* [What to work on]:
a - In the article on space startup investment below, how much venture capital went to space startups last year alone?
b - Using the article on space startup investment below, explain why investors are drawn to companies that build or run constellations of small Earth-imaging satellites.

* [Document passage]:

----------------

From 2000 through 2015, space startups reeled in $13.3 billion in investment cash, including $2.9 billion in venture capital. A full $1.8 billion—or roughly two-thirds—of that venture capital was invested last year alone. The influx of all that VC cash suggests a shifting perception among investors, Christensen says.

Investment in space-related startups was once largely dominated by “advocacy investors” passionate about space travel (think Elon Musk) and corporations with strategic interests in Earth orbit (telecoms, satellite TV providers, etc.). Now, thanks to a handful of very visible successes from companies like SpaceX, a broader base of investors are looking at space startups as more traditional tech investments—the kind that rapidly bring a product to market and generate revenue in the relatively near term. Those products and revenues generally have less to do with space and more to do with information, Christensen says.

“SpaceX opened the door, but what really brought on the investment is data,” she says. A slew of space industry startups—companies like Spire, Planet Labs, Mapbox, BlackSky Global, and Orbital Insight—have attracted venture funds by positioning themselves along a space-based data supply chain, either by building and managing constellations (or future constellations) of small Earth-imaging satellites or by managing and crunching the data those satellites collect. Deployed in large enough numbers, these constellations can provide a regularly refreshing bird’s-eye views of the entire planet—data sets from which companies can monitor global economic activity.

“The play is not because it’s space,” Christensen says. “The play is not even because it’s imagery. The play is because these satellite systems are going to create large data sets, and those data sets yield insight into corporate policy and industrial activity around the globe—things like corporate supply chains, oil production, or shipping and maritime activity.”

Investors see a lot of untapped value in those data sets, and coupled with the falling cost of small satellite components that value is changing investor attitudes toward young space startups. The question going forward, Christensen says, is which companies can move beyond their current pre-revenue stage and begin providing the kinds of returns on investment venture capital firms expect.

“Some people have made money through high valuations, but no one has yet made money just by making money—by selling product,” she says. “That’s why it’s a really exciting time to see how these companies perform. Now the interesting question is going to be: How does this play out in terms of who delivers and when?”

----------------

Location labeling records
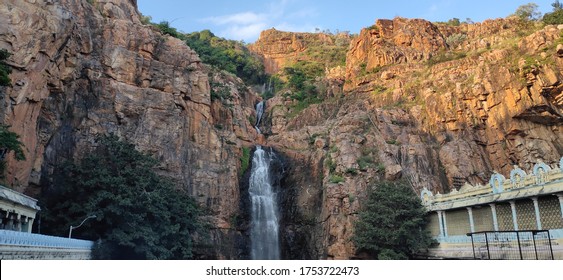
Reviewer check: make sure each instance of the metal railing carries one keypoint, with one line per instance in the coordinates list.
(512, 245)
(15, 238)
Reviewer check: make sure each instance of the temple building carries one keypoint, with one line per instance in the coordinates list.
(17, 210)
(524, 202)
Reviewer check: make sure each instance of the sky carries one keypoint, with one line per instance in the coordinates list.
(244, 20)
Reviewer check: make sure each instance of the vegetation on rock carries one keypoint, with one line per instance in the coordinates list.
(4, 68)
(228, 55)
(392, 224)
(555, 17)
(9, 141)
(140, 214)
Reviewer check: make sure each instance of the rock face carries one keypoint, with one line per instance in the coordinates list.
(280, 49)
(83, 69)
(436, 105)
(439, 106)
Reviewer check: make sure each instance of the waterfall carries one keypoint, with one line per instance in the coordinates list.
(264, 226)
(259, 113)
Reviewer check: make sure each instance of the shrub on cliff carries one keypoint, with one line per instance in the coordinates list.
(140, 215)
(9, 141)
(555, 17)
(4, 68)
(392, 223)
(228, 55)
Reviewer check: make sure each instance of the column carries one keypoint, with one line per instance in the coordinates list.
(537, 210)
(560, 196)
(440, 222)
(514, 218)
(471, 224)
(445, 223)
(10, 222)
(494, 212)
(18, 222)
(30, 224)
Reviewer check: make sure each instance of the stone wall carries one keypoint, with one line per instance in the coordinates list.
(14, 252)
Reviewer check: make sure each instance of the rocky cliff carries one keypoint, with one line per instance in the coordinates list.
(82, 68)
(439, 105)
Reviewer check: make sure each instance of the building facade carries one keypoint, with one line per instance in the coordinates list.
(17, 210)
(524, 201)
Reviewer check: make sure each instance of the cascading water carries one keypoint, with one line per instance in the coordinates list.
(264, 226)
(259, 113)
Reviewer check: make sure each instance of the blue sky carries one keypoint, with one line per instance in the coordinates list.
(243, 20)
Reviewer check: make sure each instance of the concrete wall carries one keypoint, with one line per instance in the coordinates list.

----------------

* [Answers in order]:
a - $1.8 billion, roughly two-thirds of the $2.9 billion in venture capital invested from 2000 through 2015.

b - The satellite systems will produce large data sets that yield insight into corporate policy and industrial activity around the globe, such as supply chains, oil production, and shipping. Investors see a lot of untapped value in that data, and the falling cost of small satellite components adds to its appeal.